Objective: Transcribe the entries exactly; images are not part of the copy.

**** Information supplied

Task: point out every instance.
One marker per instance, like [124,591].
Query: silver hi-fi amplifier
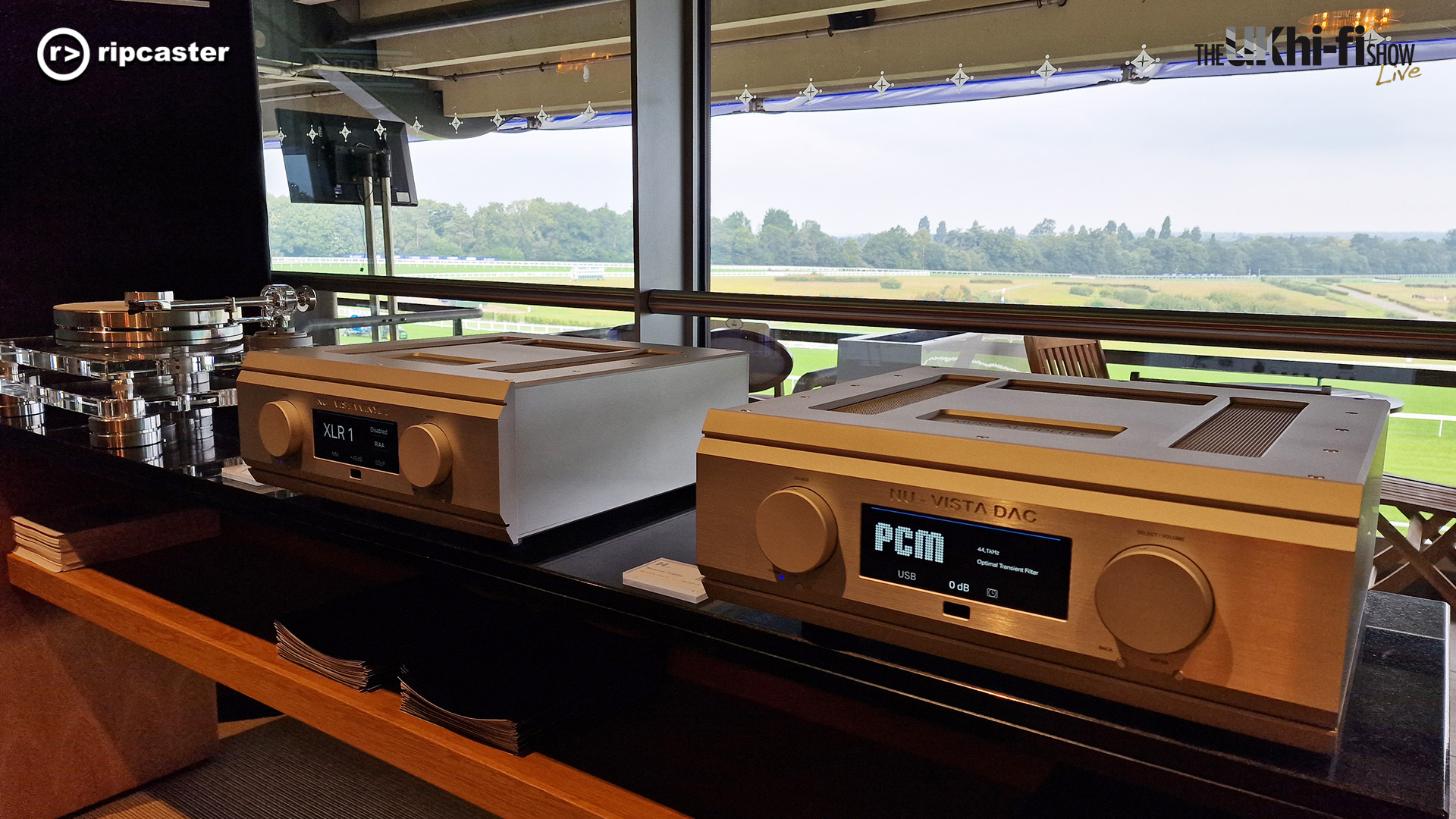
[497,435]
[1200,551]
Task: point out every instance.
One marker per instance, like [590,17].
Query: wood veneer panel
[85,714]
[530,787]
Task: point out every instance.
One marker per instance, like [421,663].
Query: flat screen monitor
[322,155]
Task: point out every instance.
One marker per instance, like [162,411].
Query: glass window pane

********

The answer:
Task: point out every instance.
One marker per instance, like [124,591].
Query: silver hi-fi amplifier
[497,435]
[1200,551]
Task: point out every instance.
One marker per instance, like [590,17].
Query: wood veneer panel
[85,714]
[530,787]
Task: point out every instance.
One marker per instance, like [421,663].
Query: flat screen monitor
[322,155]
Task: point out every instance.
One marker per instance, like [162,411].
Query: glass window pane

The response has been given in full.